Only the lines from the one containing "Report one dot per instance of the forest" to the end of the records should be given again, word for word and in full.
DATA EXTRACTS Block Start
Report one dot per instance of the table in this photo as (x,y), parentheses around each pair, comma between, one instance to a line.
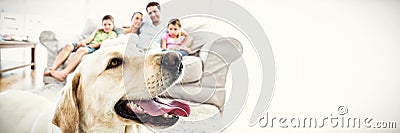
(6,65)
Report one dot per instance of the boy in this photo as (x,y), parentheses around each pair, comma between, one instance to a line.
(84,47)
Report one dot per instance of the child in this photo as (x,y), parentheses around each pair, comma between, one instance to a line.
(84,47)
(173,39)
(136,22)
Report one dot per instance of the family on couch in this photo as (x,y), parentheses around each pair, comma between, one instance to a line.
(172,39)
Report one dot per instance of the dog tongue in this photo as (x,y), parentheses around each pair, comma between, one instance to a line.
(156,107)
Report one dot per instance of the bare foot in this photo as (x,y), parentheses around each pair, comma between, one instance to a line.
(48,71)
(59,75)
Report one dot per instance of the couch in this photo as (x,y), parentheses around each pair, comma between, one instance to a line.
(205,75)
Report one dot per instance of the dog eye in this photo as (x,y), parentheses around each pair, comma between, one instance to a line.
(114,62)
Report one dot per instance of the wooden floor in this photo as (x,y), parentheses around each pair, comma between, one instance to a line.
(21,79)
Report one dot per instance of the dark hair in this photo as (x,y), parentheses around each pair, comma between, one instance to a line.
(153,4)
(175,21)
(108,17)
(135,14)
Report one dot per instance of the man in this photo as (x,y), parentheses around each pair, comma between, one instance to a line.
(148,30)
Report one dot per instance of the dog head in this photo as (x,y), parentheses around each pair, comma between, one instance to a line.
(116,87)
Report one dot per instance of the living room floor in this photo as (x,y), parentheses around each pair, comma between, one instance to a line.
(21,79)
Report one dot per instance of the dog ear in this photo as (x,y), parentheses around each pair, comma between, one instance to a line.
(66,116)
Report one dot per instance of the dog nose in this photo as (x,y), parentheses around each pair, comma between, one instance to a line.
(171,59)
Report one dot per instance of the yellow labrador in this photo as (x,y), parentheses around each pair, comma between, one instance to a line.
(109,91)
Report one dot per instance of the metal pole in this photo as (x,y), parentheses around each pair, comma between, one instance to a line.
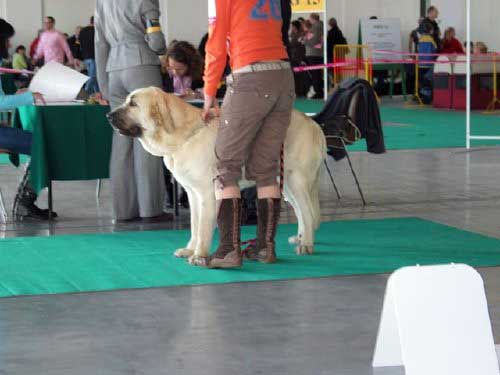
(468,72)
(325,53)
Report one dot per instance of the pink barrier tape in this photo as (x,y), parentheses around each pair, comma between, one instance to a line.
(379,52)
(354,62)
(15,71)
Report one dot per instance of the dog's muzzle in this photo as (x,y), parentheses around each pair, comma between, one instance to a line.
(117,121)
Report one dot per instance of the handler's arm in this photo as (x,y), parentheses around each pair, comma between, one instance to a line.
(216,48)
(286,14)
(101,54)
(154,35)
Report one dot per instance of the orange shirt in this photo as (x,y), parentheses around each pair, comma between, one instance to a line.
(248,30)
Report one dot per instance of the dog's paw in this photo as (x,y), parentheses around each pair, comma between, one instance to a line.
(304,250)
(184,253)
(294,240)
(197,260)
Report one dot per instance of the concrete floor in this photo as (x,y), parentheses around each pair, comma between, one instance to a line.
(320,326)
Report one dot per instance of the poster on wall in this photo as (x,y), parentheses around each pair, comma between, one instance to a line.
(302,6)
(382,35)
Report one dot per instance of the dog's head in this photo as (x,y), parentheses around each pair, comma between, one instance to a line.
(144,113)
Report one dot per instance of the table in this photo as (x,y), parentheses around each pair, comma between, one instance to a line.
(70,143)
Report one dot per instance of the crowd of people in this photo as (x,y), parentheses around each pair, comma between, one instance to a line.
(428,41)
(181,69)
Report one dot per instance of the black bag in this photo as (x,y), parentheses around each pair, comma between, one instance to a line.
(352,112)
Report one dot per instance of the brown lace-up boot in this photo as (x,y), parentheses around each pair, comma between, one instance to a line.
(228,254)
(268,211)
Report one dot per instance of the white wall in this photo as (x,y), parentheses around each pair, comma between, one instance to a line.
(349,12)
(186,20)
(484,20)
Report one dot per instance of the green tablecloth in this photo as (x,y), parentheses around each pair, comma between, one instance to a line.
(70,142)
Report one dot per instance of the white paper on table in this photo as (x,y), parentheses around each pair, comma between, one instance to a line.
(58,83)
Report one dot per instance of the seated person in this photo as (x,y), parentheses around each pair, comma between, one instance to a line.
(182,66)
(15,140)
(479,48)
(451,44)
(20,62)
(426,46)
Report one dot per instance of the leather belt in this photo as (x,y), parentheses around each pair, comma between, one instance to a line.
(263,67)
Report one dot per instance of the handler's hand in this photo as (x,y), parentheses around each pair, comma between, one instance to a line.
(210,102)
(100,99)
(39,99)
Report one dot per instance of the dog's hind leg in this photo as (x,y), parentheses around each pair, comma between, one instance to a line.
(194,205)
(301,200)
(206,226)
(315,200)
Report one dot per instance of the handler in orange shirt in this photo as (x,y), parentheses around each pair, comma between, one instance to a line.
(255,117)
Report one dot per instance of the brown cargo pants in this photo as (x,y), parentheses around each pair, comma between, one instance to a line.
(255,117)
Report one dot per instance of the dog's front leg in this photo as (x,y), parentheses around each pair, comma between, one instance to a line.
(194,205)
(206,226)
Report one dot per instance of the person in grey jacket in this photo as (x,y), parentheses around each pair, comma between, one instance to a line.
(314,40)
(128,42)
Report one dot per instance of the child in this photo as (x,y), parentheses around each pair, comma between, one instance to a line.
(426,46)
(20,61)
(479,48)
(450,43)
(182,66)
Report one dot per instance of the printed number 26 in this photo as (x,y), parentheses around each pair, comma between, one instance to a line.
(258,12)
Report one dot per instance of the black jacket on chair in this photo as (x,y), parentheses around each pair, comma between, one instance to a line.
(355,99)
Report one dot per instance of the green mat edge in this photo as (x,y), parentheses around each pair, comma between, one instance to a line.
(268,279)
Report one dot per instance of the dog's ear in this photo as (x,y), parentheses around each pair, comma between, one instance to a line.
(160,111)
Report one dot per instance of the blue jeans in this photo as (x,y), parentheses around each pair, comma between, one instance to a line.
(91,87)
(15,140)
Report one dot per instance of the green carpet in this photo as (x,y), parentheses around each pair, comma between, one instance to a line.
(98,262)
(423,128)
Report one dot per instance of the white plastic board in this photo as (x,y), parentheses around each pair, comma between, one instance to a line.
(58,83)
(435,321)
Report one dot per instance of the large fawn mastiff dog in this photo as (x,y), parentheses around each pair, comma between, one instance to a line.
(169,127)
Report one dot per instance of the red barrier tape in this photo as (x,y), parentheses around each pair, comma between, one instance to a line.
(431,54)
(15,71)
(355,62)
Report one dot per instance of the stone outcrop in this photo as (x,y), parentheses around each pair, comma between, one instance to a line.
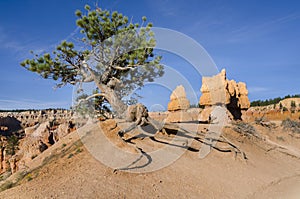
(178,107)
(218,90)
(178,100)
(35,130)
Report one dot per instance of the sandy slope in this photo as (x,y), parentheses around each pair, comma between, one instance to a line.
(265,175)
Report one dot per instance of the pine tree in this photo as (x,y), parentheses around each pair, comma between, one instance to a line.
(114,53)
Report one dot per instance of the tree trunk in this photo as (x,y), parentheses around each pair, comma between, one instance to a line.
(116,103)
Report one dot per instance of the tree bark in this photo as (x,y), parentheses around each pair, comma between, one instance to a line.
(116,103)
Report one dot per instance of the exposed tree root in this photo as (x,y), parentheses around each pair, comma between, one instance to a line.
(171,128)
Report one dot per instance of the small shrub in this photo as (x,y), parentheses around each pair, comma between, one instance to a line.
(6,185)
(245,129)
(289,124)
(280,138)
(79,150)
(70,155)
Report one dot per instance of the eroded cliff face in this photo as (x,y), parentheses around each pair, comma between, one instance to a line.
(25,135)
(218,90)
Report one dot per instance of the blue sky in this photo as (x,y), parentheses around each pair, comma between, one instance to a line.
(256,41)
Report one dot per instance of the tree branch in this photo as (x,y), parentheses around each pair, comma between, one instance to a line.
(93,96)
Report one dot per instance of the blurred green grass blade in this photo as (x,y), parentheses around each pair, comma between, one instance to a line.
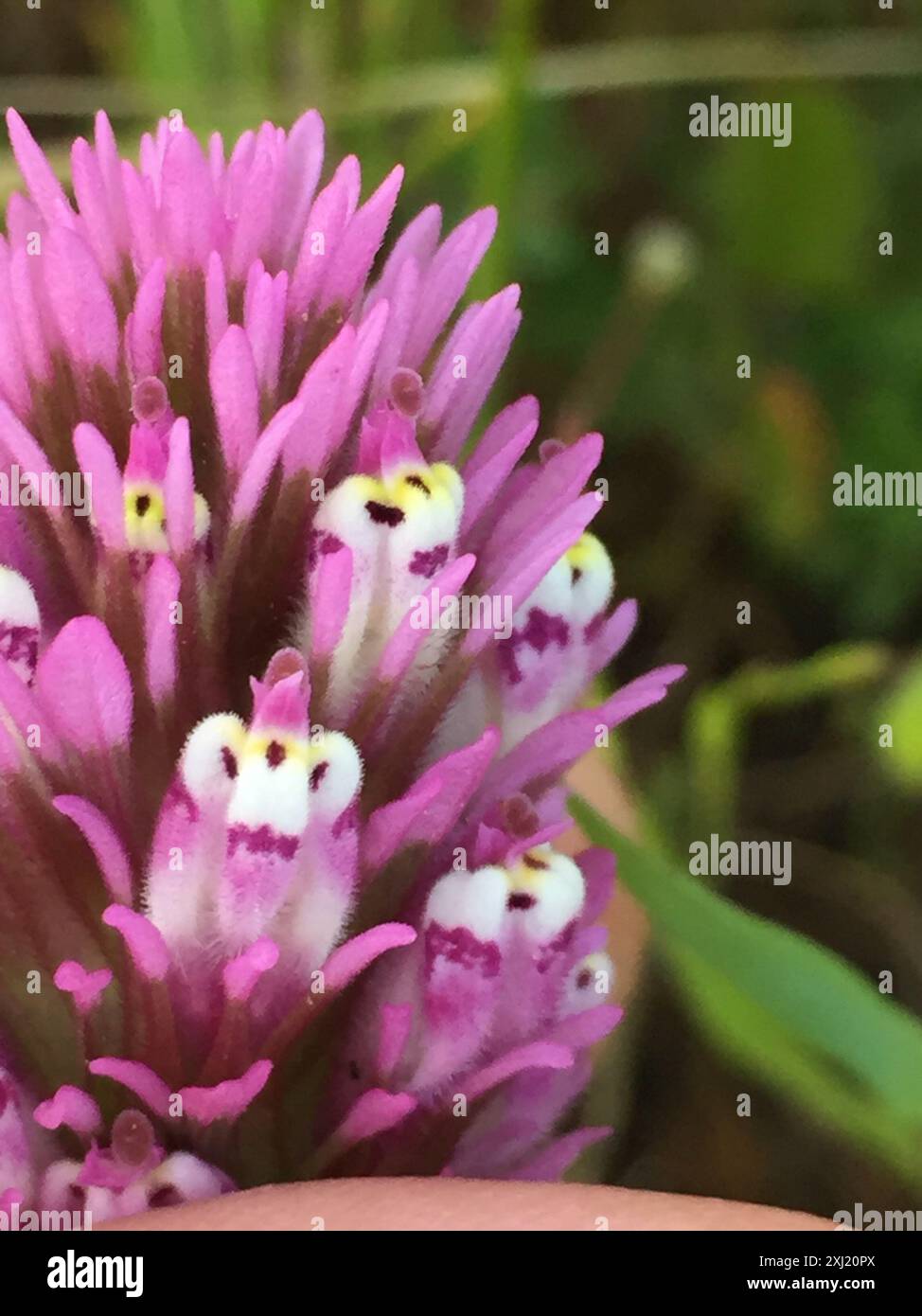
(901,709)
(784,1005)
(718,716)
(168,47)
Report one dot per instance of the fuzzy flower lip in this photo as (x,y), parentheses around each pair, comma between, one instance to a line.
(287,857)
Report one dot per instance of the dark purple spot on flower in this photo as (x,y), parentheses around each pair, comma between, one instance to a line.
(260,840)
(521,900)
(19,643)
(540,631)
(462,948)
(320,542)
(426,562)
(383,515)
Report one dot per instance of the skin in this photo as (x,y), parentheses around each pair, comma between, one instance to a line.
(470,1205)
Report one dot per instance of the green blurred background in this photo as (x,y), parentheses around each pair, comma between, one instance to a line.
(719,487)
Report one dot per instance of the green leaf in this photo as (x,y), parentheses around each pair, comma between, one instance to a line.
(784,1007)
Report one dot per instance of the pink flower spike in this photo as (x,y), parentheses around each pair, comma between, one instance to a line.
(81,303)
(179,489)
(84,986)
(533,1056)
(145,942)
(396,1022)
(550,1165)
(83,681)
(226,1100)
(348,960)
(137,1078)
(262,462)
(103,841)
(407,640)
(236,397)
(360,243)
(104,479)
(240,975)
(71,1109)
(375,1112)
(46,191)
(161,590)
(330,586)
(145,347)
(587,1026)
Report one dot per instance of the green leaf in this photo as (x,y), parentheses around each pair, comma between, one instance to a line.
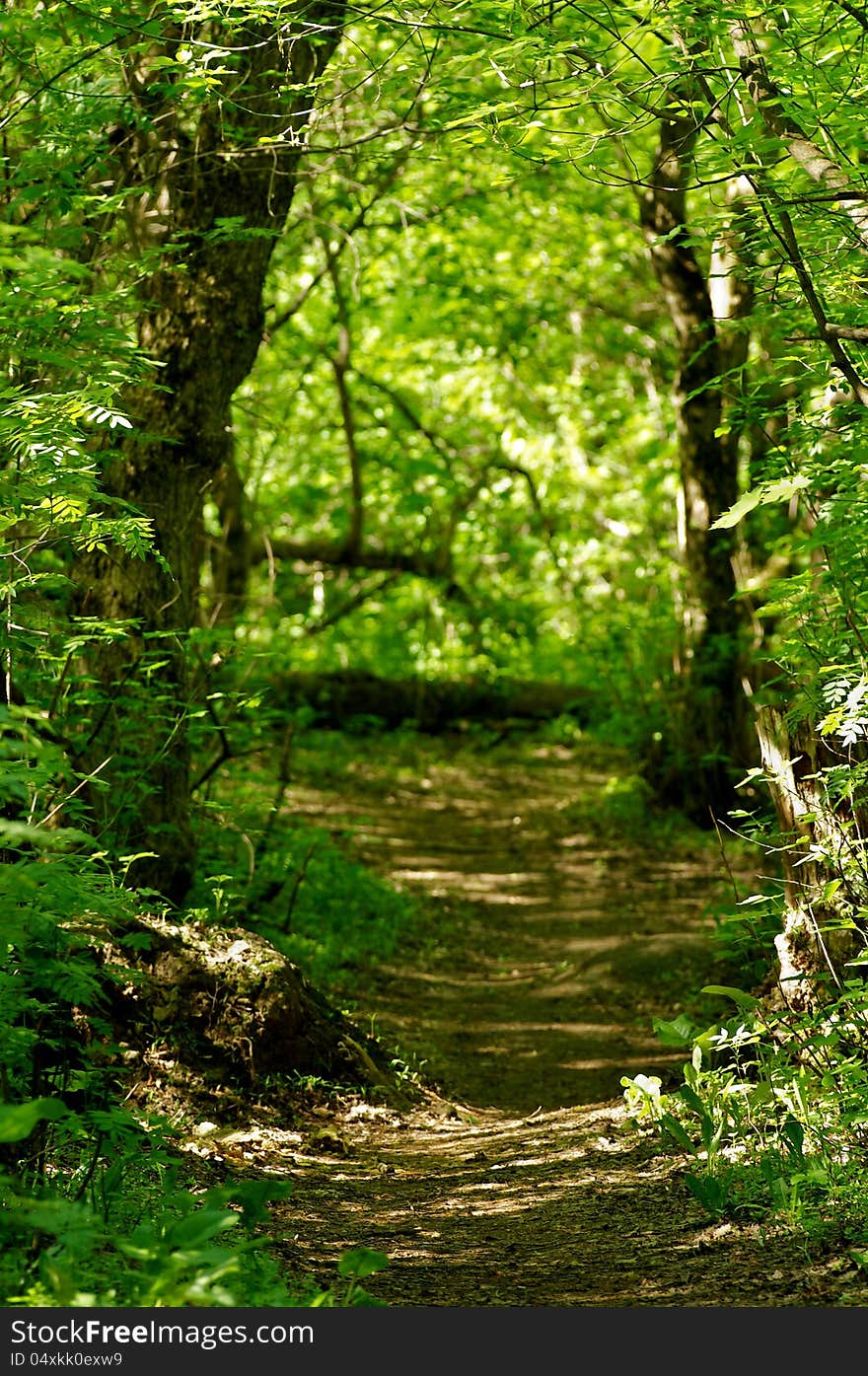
(762,495)
(362,1262)
(679,1032)
(18,1121)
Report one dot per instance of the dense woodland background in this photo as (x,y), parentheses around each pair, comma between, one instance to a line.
(477,366)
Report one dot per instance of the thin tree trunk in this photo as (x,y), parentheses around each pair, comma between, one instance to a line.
(713,718)
(222,195)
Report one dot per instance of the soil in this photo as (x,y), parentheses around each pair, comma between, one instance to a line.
(511,1174)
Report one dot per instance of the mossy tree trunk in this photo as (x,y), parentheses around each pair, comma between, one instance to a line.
(208,195)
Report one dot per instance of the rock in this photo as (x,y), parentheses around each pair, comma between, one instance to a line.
(229,1003)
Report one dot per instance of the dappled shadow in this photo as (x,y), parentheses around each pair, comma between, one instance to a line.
(564,944)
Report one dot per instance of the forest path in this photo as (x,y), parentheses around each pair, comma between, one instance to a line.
(558,929)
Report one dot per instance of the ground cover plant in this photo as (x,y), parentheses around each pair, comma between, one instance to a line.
(432,459)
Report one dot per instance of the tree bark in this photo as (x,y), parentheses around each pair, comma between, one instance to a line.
(819,853)
(211,199)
DATA EXTRACTS Block End
ANSWER TO THIS TASK:
Report one dot per instance of the forest path in this photo as (x,y), parentheses around each pair, comma between, one instance to a line.
(558,929)
Report one dot per instance of the ground cover plant in this photo as (x,y), parentheses around each pair, comma between, one instance to a line.
(432,459)
Report one dot per instance of the tree bark in this photo as (x,y), parentheses around each pair, comma between, one instance to a line.
(819,853)
(211,199)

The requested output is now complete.